Extract to read ::
---+---
When you create incentives to drive risk-taking, this draws the best talent into entrepreneurship and innovation. The only way you do that is to create an inflated payback for those who take risks, innovate, and build something amazing.
That’s why the United States has remained ahead of Europe and Japan these past decades: we offer bigger payoffs to the people who take risks.
This economic reality goes beyond mere rewards, though. Having more money to invest encourages risks at the front end of the venture, too. People look for simple answers, but economic issues are like everything else in life involving people: they’re complicated. Financial incentives are about giving people greater risks and greater rewards, because both of those give the advantage to the smartest, hardest-working, and best.
When you put more money into the hands of the risk-takers, they have more equity to risk on business ventures. When a person has more equity in a financial endeavor, that person is going to take more risks to see it succeeds. Innovators have more at stake, so they work hard to avoid failure.
They say the best players in sports don’t exert and excel because they enjoy victory so much more, but because they fear and hate losing so much worse. Fearing to fail causes people to make herculean efforts.
Winning is a habit; losing is a habit; but the more you have invested in what you strive for, the more you’ll fear failing.
Creating incentives is a long-term way of increasing the probability something good is going to happen. Most business ventures fail. Visionary projects and creative innovation have a large amount of serendipity to them. You’re trying to put together a jigsaw, but most of the pieces don’t fit together the first try.
The more hands you have trying to piece together the puzzle–and the more dexterous those hands are–the more likely the probabilities work in your favor.
Play the odds and you’re much more probable to succeed than if you try to quell the capitalist spirit with economic equality. That sounds great in theory, but has been proven to be a failure for all of us over the long term.
Doesn’t This Lead to a Boom/Bust Economy?
Yes, we’ll have boom and bust periods in the country’s economic life. It’s better than 10 straight years of slow growth, though. Boom-bust is a whole lot better than bust/bust. That’s what we’re talking about here. Long recessions have a destructive effect on the economy that get worse the longer they last. It’s like having tooth decay or a chronic condition. The longer you delay cleaning out the rot and encouraging the healing process, the more of your body is affected. The economy is like a medical patient right now.
Once we get our finances turned in the right direction, we can worry about avoiding a bust. Right now, let’s get the fire of economic production going.
Should We Encourage the Banks to Spend?
Absolutely. When the banks are hoarding money, they aren’t pouring money into investment or consumption, which are the only two ways to prime the economy: increasing supply or demand. When cash sits in the bank vault, neither of those is happening.
---+---
Input data ::
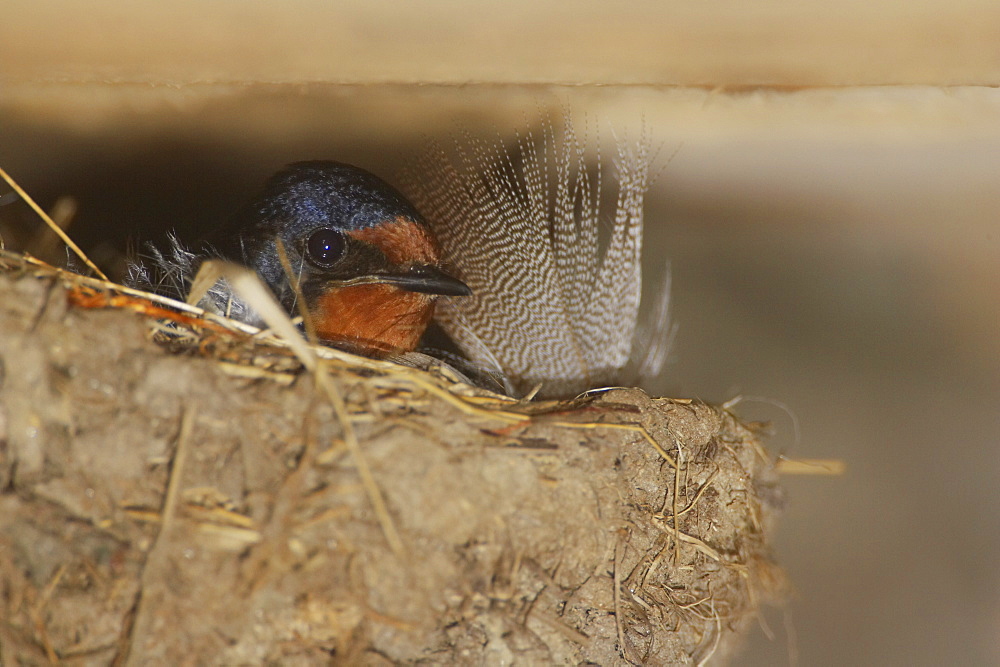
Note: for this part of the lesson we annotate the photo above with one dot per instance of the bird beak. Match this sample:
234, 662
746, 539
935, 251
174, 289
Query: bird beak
427, 279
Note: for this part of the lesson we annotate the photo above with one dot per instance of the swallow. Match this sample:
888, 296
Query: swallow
363, 259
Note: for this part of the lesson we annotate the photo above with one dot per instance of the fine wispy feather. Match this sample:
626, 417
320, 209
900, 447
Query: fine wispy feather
549, 237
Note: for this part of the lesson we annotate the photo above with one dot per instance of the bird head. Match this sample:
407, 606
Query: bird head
363, 258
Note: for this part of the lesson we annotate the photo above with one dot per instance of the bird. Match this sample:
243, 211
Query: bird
361, 257
527, 256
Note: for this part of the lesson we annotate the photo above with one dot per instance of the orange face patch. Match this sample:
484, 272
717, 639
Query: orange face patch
377, 318
402, 241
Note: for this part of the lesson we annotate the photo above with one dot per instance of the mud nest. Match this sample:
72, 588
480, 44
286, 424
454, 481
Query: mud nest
190, 494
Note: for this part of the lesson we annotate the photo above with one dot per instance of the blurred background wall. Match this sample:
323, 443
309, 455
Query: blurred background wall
827, 197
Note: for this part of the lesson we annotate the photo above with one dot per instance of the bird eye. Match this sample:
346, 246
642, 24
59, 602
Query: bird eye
325, 247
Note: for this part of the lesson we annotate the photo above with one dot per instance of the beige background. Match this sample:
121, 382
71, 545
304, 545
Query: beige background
827, 197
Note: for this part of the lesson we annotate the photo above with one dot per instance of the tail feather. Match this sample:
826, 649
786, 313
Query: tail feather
555, 297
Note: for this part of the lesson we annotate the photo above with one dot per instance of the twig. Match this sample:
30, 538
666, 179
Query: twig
51, 223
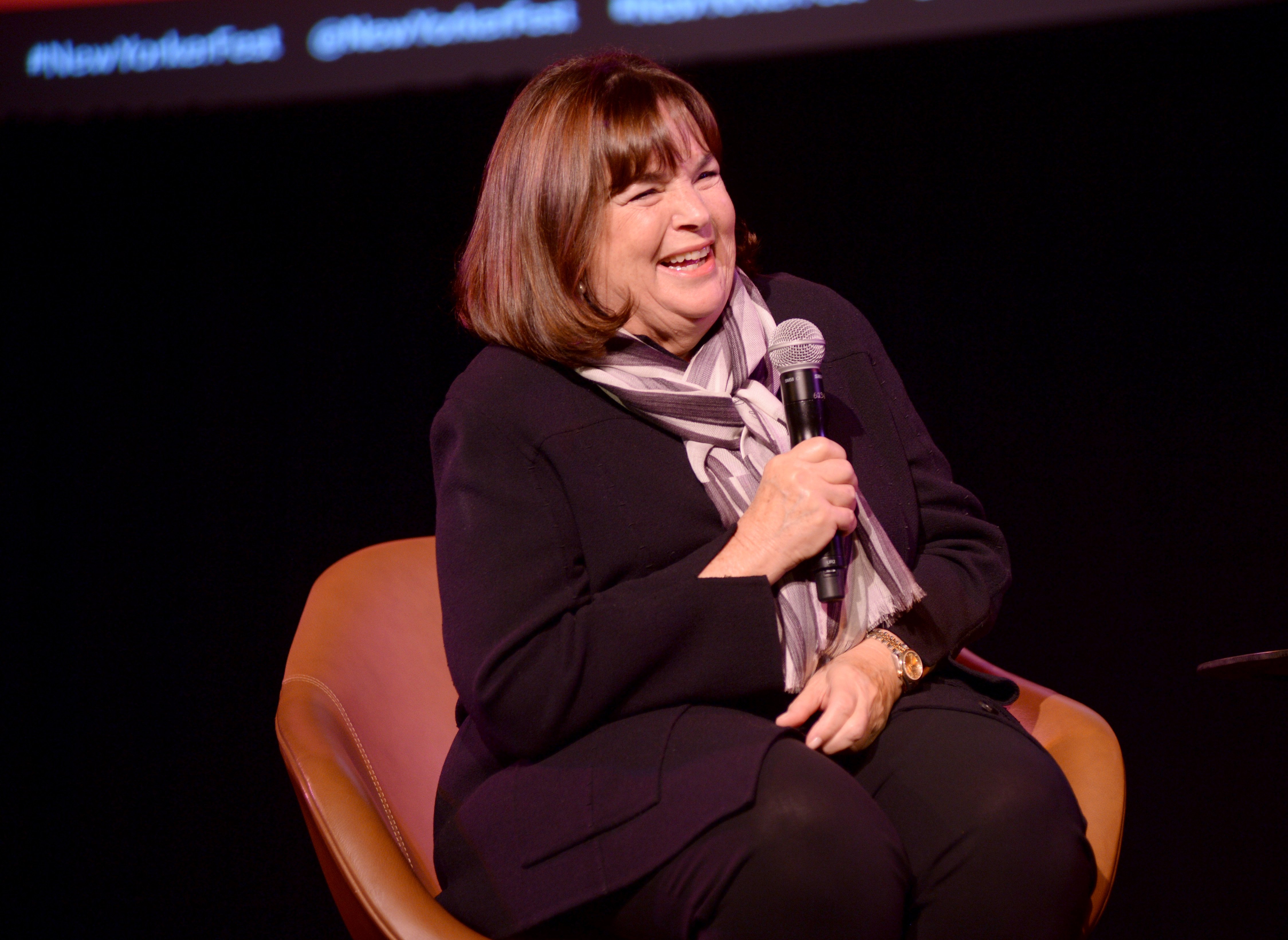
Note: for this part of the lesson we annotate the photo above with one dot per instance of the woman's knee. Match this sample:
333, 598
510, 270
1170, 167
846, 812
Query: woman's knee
824, 859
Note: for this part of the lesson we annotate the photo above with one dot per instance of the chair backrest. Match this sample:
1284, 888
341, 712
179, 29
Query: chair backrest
1087, 751
365, 722
368, 714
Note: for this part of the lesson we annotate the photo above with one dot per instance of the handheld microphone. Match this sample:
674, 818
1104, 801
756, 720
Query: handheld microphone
796, 349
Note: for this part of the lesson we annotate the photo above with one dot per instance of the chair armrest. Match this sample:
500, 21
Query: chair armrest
378, 893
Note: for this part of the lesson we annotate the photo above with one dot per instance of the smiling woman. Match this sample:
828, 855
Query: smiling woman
665, 733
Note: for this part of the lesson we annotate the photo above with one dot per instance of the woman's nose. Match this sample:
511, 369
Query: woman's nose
691, 209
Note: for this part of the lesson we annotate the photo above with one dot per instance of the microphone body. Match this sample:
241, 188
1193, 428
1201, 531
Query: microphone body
803, 401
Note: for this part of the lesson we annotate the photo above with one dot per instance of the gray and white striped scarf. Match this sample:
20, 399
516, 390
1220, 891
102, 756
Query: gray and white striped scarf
724, 405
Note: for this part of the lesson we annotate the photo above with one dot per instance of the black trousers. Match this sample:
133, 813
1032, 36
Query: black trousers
955, 825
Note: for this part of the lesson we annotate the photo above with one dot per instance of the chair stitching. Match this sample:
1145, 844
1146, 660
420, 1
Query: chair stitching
366, 761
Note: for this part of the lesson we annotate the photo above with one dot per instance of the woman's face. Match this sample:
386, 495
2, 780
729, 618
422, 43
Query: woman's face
669, 244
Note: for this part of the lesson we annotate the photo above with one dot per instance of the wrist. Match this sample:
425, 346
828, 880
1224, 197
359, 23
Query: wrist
744, 558
905, 661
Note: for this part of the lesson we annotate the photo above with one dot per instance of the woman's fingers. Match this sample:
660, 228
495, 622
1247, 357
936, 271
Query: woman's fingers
817, 450
840, 706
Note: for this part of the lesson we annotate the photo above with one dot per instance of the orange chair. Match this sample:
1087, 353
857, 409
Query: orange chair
368, 714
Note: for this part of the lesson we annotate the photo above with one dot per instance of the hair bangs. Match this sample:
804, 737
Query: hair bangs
639, 118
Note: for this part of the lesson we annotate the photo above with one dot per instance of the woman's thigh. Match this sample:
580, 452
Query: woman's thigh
992, 831
813, 857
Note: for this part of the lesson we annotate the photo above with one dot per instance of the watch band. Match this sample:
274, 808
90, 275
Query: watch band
907, 661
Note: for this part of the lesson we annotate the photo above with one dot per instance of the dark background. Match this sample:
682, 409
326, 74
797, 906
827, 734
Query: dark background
229, 333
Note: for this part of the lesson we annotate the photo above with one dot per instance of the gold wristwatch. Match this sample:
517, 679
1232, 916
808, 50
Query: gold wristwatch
907, 661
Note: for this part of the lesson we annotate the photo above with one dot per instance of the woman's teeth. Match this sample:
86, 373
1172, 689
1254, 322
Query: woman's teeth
687, 259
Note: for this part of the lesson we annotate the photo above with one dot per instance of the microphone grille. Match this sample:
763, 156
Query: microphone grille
796, 344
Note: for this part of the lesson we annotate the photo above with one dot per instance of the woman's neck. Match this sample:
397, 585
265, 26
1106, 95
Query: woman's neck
681, 336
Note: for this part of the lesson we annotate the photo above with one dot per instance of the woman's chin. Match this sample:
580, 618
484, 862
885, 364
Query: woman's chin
697, 297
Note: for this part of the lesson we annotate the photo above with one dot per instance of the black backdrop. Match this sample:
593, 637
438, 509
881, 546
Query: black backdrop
229, 334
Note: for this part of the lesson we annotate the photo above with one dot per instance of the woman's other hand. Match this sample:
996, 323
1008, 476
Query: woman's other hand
---+---
Tasks and exercises ::
1 – According to the passage on economic incentives, why has the United States stayed ahead of Europe and Japan in recent decades?
2 – Summarize the passage on economic incentives in two sentences.
3 – Resume the passage on economic incentives from the point where it stops.

Task-by-task outputs ::
1 – It offers bigger payoffs to the people who take risks.

2 – The passage argues that inflated rewards for risk-takers draw the best talent into innovation, give them more equity to risk, and push them to work harder to avoid failure, which improves the odds that ventures succeed. It accepts that this brings boom and bust periods but calls that better than long slow-growth recessions, and it urges banks to spend rather than hoard cash so that investment or consumption can prime the economy.

3 –
First, laws should be written that force banks to hold more capital. That would mean they would suffer when they lose on loans, meaning they’re going to be more careful about loaning money than they were leading up to 2008. Create an insurance system for these losses that are subsidized by the public, then force one bank to pay more for insurance if they’re accepting riskier loans. Also, raise the visibility of the risk-taking the banks.
Transparency is a key for a market economy. Investors can’t make sound business decisions if they’re being misled by the people and companies they’re investing in. A healthy market is one where the facts are out there and undisputed. You’ll always have risk in the capital markets, but as much effort should be taken as possible to assure the smartest and most insightful investors win.
What about Maintaining a Middle Class?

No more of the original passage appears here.